ASSIGNMENT: Carry on the profile of John Zakos and the future of AI, picking up after its final sentence.

PAGE EXCERPT:
============================================================

Honorary Professor John Zakos shares his thoughts on how AI could be used in the future.
The future of AI
Dr John Zakos
John Zakos has been dreaming about talking and thinking machines for most of his life. Captivated by computers since childhood, he built a chatbot for a year 9 school assignment. He went on to co-found AI company Cognea and created a breakthrough conversational virtual assistant for Australian businesses during the mid-noughties. Interest from IBM led to an acquisition in 2014.
As Program Director of Virtual Agents, Dr Zakos and his team are working on Watson, IBM’s AI for enterprise – specifically in conversation interaction and delivering AI-based customer service solutions globally. By the end of 2017, Watson has reportedly interacted with over one billion people. Dr Zakos also inspires and advises students and staff on innovation as an Honorary Professor at the UTS Faculty of Engineering and IT. He believes two traits are essential for people who want to make an impact in the world.

============================================================

DATA LISTING:
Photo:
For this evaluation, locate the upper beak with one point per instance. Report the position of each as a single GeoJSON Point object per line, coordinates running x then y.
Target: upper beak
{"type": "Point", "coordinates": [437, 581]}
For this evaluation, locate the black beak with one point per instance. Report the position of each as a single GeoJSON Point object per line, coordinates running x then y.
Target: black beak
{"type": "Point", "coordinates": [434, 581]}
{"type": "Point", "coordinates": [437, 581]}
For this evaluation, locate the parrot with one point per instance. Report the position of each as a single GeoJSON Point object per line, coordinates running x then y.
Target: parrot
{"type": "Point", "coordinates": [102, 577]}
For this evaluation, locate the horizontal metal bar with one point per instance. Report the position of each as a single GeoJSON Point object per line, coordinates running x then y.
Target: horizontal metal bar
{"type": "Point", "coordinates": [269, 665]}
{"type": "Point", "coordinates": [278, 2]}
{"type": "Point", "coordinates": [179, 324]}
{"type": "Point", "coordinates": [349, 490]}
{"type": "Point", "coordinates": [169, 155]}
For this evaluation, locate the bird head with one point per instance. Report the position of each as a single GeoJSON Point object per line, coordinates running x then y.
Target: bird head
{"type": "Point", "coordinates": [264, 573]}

============================================================

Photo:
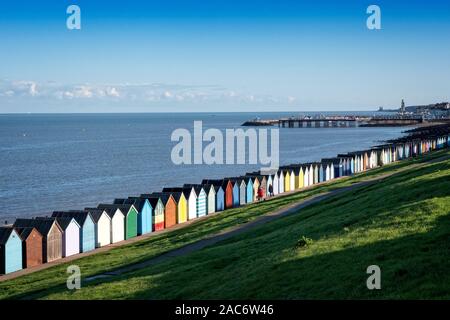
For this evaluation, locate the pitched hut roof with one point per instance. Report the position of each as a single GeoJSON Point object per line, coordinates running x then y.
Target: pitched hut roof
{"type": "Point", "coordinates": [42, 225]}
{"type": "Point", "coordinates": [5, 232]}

============================================================

OUTPUT FOR THIS TASK:
You can read books and learn all day, but if you’re not dreaming and imagining things, you’re not doing much in terms of innovating for the future.
In fact, Dr Zakos was imagining a new type of university a few years ago at IBM New York, when colleague Michael Blumenstein came for a visit. It was a university-based on a strong entrepreneurial culture. “Students would end up starting ventures and companies as a part of their experience.” Professor Blumenstein, then recently appointed at UTS as Associate Dean (Research) at the Faculty of Engineering and IT was enthusing about innovation and a commercially-minded approach the faculty and university were fostering. A partnership was destined to follow.